"""

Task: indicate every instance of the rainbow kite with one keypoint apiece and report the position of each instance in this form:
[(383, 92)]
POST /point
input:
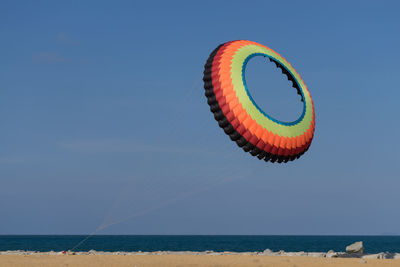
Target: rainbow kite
[(238, 114)]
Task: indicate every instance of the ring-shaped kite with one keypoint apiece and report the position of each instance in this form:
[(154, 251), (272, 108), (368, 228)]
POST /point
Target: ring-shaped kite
[(238, 114)]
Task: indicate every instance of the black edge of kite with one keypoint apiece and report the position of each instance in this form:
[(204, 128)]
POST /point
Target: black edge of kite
[(228, 128)]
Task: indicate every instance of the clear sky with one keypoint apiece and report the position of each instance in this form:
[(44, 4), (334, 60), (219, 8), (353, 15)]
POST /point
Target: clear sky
[(104, 121)]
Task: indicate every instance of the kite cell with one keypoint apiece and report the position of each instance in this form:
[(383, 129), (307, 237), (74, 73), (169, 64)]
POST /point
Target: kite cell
[(237, 112)]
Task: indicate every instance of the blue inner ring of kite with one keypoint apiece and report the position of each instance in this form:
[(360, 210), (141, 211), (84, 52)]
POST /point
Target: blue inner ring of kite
[(254, 103)]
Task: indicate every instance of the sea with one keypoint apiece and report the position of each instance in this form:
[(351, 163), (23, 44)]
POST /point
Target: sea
[(217, 243)]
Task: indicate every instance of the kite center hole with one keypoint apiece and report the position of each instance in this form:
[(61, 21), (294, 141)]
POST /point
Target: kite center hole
[(272, 91)]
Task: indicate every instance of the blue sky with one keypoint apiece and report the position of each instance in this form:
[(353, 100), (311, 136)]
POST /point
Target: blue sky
[(104, 122)]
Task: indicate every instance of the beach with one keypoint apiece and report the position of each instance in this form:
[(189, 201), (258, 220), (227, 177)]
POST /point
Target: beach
[(242, 260)]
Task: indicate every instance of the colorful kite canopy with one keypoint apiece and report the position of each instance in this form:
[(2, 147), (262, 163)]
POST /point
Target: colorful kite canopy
[(238, 114)]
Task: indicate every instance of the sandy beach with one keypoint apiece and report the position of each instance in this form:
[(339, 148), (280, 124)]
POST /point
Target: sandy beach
[(185, 260)]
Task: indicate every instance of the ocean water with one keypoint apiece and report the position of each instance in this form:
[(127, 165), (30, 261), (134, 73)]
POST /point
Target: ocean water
[(241, 243)]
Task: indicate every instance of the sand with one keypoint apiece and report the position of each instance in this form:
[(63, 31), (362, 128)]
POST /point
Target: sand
[(185, 261)]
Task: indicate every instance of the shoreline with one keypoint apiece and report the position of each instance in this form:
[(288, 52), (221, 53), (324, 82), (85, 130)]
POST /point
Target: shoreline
[(267, 252)]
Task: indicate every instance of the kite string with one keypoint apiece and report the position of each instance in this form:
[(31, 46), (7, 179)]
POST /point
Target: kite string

"""

**To be done**
Quote the data above from the line containing "Task: indicate every instance of the kite string" up to and including its final line, word for word.

**Solution to the exercise**
Task: indicate every instance of the kite string with one keypoint apiece and report the position of each instance in this form:
[(31, 46), (7, 179)]
POST /point
Target: kite string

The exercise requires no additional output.